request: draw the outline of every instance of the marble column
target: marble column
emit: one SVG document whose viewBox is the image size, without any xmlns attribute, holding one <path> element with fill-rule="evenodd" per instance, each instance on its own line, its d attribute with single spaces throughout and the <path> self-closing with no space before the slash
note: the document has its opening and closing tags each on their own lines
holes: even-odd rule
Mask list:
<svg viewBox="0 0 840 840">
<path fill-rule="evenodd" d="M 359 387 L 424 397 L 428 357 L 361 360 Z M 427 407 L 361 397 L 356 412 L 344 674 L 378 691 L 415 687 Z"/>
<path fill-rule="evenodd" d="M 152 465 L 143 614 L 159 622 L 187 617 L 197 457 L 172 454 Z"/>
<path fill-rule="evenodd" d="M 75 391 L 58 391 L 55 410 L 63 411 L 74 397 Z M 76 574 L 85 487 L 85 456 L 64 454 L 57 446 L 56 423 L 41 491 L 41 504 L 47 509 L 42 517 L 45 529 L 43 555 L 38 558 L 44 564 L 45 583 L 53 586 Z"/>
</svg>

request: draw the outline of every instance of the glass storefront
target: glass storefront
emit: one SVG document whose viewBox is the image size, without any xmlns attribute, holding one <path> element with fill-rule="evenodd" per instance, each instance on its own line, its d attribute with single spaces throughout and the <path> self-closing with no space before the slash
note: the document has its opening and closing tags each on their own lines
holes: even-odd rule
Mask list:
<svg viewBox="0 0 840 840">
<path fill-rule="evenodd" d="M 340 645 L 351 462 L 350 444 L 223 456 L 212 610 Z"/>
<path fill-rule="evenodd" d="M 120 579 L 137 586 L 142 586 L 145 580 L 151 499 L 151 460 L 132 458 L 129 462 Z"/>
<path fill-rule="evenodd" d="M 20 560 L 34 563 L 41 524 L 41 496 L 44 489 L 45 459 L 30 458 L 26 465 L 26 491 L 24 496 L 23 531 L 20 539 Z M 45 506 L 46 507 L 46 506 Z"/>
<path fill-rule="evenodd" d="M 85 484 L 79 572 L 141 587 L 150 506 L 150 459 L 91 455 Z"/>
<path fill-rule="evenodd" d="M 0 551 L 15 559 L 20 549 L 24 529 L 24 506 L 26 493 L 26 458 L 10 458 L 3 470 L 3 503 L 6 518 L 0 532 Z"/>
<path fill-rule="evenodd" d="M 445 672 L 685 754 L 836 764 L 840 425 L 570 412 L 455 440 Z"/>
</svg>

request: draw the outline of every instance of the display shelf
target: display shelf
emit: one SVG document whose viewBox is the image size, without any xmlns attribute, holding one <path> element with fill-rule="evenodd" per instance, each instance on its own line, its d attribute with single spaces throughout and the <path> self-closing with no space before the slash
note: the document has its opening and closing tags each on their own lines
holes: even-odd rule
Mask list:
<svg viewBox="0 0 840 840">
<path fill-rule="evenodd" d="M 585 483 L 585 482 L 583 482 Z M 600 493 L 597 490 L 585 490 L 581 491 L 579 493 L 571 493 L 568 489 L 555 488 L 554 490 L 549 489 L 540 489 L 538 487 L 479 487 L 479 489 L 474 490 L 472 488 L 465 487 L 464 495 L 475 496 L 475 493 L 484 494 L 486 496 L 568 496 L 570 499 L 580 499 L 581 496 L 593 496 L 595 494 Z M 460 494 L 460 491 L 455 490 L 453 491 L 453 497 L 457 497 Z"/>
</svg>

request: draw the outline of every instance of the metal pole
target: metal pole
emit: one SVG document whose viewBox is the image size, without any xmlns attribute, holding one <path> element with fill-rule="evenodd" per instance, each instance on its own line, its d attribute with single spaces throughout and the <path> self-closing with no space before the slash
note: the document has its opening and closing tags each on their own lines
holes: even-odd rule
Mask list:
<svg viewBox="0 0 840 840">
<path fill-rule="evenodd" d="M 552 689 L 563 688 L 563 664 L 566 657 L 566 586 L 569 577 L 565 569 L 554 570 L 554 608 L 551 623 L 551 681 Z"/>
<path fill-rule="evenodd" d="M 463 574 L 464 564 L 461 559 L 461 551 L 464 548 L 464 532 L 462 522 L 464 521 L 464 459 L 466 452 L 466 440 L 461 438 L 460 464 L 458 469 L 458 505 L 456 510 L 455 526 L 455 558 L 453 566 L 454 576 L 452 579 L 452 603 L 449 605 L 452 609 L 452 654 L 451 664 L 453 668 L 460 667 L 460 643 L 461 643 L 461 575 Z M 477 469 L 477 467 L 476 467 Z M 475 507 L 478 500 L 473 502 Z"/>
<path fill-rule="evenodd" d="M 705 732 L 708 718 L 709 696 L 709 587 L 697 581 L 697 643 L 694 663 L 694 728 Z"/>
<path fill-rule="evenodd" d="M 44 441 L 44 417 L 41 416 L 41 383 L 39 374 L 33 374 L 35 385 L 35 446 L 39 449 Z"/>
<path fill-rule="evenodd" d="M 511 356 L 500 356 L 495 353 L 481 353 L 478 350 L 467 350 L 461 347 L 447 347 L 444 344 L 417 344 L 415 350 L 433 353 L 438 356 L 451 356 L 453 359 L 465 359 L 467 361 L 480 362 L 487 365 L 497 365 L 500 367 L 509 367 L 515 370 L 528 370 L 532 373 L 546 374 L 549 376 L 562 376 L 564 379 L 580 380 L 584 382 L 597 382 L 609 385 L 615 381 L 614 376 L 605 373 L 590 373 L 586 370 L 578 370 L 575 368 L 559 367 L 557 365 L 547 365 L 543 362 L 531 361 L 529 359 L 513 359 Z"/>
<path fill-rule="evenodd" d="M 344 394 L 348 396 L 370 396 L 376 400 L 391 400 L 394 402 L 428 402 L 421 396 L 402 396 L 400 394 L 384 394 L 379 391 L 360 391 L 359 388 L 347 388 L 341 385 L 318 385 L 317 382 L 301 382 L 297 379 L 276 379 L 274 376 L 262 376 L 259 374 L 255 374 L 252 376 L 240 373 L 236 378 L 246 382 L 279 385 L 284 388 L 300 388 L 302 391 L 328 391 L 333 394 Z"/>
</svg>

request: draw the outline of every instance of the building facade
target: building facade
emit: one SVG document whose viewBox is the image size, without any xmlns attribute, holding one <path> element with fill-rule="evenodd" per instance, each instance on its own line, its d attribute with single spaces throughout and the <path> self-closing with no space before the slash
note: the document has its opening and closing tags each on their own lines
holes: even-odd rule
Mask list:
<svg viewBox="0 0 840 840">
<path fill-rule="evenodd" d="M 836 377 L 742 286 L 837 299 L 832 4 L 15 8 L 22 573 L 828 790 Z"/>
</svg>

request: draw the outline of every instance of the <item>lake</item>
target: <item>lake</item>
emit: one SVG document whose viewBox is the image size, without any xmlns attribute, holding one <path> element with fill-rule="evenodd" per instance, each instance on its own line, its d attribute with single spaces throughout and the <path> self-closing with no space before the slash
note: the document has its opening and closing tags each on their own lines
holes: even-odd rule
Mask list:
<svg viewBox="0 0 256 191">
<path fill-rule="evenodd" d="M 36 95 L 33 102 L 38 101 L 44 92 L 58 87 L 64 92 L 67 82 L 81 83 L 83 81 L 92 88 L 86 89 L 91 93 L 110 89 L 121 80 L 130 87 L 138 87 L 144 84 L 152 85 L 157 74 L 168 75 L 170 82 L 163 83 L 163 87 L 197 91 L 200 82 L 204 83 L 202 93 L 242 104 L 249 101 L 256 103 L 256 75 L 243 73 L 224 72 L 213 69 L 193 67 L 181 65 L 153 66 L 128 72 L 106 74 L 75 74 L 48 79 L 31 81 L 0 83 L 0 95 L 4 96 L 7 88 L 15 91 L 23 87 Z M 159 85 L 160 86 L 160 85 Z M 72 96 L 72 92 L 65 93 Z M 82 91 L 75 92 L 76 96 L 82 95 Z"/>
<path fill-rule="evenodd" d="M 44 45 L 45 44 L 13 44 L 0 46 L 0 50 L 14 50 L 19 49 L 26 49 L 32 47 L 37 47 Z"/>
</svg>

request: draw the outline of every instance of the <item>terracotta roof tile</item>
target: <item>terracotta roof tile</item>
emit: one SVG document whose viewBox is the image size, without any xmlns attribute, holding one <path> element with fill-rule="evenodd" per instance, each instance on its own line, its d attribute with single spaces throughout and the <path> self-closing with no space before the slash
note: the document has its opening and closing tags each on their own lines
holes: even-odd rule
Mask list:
──────
• _PROBLEM_
Pick out each line of the entries above that contains the word "marble" and copy it in full. Only matches with the same uppercase and lowercase letters count.

• _WORKED SOLUTION_
request: draw the outline of every instance of the marble column
target: marble column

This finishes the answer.